** DOCUMENT EXCERPT follows **

Tenerife South Airport
Tenerife South Airport

The Canary Islands Government has reached an agreement with the Partido Popular (currently governing Spain in minority), to increase the subvention on inter-island flights and ferries from 50% to 75% for Canary Island Residents. If the proposal is ratified, the Government have said they will keep a close eye on the Airlines to make sure that they don’t increase prices, and that the subsidies are passed on to the consumer.

Sex on the Beach

A scandal erupted in Gran Canaria when a video of a gay couple having sex on a very crowded Playa del Ingles during Maspalomas Gay Pride went viral. The local council described the event as “an isolated incident” and stated that those responsible for the video should have alerted the Police rather than record a video and share it on the internet.

Fraudulent Food Poisoning Claims

Canary Islands Hotels have seen a dramatic rise in fraudulent food poisoning claims by British Tourists, with claims worth over €12,000,000 in the last year alone. Law firms in the UK have encouraged British Tourists to make the claims, which need little more than a receipt from a Spanish pharmacy to proceed. Since the claim is made against the tour operator, the Hotel has little recourse, as the cost of the settlement is deducted by the tour operator. While some UK tabloids claimed that Spanish All-inclusive Hotels were set to ban British Tourists, Spanish Hoteliers have instead announced the they will be taking legal action against the fraudulent claimants.

** End of DOCUMENT EXCERPT **

■ **TO DO**
a - Decide whether each statement below agrees with the Canary Islands news roundup. Answer yes or no for each, and quote the words from the roundup that decide it.
(i) Under the agreement, the subsidy on inter-island flights and ferries for Canary Island residents would rise from 50% to 75%.
(ii) The local council called the Playa del Ingles video "an isolated incident."
(iii) Spanish hoteliers announced that they would ban British tourists.
b - Use the Canary Islands news roundup to answer each question, one line per answer:
(i) During which event was the video on Playa del Ingles recorded?
(ii) How much were the fraudulent food poisoning claims worth in the last year?
(iii) Against whom are the food poisoning claims made?
c - Continue the Canary Islands news roundup from the point where it ends.

** STORED DATA follows **

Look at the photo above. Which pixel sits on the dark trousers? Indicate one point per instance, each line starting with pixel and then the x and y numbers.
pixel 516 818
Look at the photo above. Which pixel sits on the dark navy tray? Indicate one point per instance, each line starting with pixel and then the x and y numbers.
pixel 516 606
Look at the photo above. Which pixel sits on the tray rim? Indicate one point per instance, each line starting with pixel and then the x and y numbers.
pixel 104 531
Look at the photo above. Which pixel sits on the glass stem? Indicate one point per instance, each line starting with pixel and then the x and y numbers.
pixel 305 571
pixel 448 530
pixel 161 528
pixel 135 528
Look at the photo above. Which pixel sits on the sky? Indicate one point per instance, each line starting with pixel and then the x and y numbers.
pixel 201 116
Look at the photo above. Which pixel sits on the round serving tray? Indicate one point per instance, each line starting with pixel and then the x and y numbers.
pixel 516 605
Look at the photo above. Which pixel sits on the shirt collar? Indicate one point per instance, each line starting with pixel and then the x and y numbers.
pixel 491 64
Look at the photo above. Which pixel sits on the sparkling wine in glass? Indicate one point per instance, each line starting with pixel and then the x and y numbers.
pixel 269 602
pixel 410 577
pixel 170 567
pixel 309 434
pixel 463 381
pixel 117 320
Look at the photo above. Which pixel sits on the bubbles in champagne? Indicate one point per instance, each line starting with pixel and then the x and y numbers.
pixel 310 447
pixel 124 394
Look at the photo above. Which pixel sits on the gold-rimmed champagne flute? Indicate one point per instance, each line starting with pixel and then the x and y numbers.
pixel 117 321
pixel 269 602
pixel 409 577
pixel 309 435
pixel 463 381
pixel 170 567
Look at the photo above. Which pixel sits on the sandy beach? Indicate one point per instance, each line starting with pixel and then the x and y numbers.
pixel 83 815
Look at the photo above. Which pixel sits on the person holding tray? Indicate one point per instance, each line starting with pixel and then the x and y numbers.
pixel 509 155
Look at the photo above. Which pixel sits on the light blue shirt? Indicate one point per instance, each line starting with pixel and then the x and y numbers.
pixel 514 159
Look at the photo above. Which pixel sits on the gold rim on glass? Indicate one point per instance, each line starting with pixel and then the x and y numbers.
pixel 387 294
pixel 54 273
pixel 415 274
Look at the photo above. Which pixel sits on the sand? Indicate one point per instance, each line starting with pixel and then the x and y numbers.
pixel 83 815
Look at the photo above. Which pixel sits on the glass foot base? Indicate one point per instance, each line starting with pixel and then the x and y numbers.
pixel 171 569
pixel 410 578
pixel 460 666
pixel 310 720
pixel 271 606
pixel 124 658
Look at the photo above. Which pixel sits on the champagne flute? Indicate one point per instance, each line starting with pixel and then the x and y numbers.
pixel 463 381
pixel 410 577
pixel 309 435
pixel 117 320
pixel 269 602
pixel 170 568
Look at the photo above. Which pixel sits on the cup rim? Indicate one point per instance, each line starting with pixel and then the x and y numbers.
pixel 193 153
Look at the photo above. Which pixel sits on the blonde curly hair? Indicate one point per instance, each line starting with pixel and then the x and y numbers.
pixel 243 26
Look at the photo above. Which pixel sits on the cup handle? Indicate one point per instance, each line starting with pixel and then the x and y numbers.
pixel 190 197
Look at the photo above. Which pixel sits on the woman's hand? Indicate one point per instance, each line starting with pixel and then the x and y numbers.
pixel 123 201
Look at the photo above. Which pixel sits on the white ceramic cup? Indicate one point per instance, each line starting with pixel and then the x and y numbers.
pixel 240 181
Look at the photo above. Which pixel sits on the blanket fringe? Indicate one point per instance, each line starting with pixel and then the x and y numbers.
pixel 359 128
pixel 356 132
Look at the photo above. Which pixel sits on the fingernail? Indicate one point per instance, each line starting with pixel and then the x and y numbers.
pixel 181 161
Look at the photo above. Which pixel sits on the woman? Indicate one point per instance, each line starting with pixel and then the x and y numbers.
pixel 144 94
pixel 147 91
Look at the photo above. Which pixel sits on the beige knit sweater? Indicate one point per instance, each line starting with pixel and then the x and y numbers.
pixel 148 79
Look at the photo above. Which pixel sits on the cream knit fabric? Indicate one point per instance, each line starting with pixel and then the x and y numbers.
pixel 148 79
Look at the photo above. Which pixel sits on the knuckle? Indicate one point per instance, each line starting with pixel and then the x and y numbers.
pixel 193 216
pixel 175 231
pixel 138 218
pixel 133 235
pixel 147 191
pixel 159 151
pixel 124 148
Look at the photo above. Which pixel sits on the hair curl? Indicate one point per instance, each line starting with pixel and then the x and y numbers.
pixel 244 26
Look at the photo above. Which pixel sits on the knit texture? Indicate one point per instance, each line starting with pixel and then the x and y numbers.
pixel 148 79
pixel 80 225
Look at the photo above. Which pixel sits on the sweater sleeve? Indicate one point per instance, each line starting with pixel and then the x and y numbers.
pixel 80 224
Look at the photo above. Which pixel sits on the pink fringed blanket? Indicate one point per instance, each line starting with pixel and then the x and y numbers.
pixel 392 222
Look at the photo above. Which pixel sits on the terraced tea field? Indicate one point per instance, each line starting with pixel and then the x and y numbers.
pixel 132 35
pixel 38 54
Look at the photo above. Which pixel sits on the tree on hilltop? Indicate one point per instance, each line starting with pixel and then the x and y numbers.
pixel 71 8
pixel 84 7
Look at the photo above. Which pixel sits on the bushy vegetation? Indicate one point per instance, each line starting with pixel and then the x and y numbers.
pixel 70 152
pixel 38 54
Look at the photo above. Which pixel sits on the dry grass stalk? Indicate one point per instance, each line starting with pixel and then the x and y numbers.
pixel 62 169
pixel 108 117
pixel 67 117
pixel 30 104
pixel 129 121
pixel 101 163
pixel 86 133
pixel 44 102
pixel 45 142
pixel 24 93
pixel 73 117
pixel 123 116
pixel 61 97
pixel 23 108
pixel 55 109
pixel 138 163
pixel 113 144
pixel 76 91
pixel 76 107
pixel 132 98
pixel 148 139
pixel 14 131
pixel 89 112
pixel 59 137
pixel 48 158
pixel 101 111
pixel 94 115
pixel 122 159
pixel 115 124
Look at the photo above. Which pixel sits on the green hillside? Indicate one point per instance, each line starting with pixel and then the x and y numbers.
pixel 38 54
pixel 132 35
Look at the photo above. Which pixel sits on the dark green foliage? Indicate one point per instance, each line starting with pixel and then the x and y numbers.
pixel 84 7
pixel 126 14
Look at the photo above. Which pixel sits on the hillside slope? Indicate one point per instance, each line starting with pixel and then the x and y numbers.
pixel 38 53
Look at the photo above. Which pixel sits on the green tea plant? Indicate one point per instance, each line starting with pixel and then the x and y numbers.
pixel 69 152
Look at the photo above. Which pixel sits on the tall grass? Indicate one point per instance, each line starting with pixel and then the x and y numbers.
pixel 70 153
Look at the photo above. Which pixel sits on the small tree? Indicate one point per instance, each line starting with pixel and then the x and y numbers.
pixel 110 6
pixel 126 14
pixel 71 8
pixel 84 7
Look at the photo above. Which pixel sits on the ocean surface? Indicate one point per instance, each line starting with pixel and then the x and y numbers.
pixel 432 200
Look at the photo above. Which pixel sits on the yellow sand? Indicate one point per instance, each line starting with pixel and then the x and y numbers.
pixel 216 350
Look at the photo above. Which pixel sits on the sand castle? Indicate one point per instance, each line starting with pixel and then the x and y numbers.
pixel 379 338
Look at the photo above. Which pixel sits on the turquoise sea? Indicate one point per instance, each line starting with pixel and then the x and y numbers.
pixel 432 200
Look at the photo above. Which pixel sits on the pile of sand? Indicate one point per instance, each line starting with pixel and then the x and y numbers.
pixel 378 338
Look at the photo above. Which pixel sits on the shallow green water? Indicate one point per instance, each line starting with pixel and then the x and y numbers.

** End of STORED DATA **

■ **RESPONSES PER TASK**
a -
(i) Yes: "to increase the subvention on inter-island flights and ferries from 50% to 75% for Canary Island Residents"
(ii) Yes: "The local council described the event as “an isolated incident”"
(iii) No: "While some UK tabloids claimed that Spanish All-inclusive Hotels were set to ban British Tourists, Spanish Hoteliers have instead announced"

b -
(i) Maspalomas Gay Pride
(ii) Over €12,000,000
(iii) The tour operator

c -
Housing Crisis

The growing inaccessibility to housing has been under the spotlight this month. A huge increase in properties being rented out to tourists via Airbnb (mostly illegally) has led to a shortage in long-term rentals in areas such as Lanzarote, Corralejo in Fuerteventura and Las Canteras in Las Palmas. Long-term rental prices have increased by more than 10% in the last year, putting enormous pressure on local workers who have suffered stagnant wages for years. The number of new mortgages fell by a staggering 42% in March 2017 in the Canary Islands, when the rate of new mortgages has increased everywhere else in Spain (mostly substantially).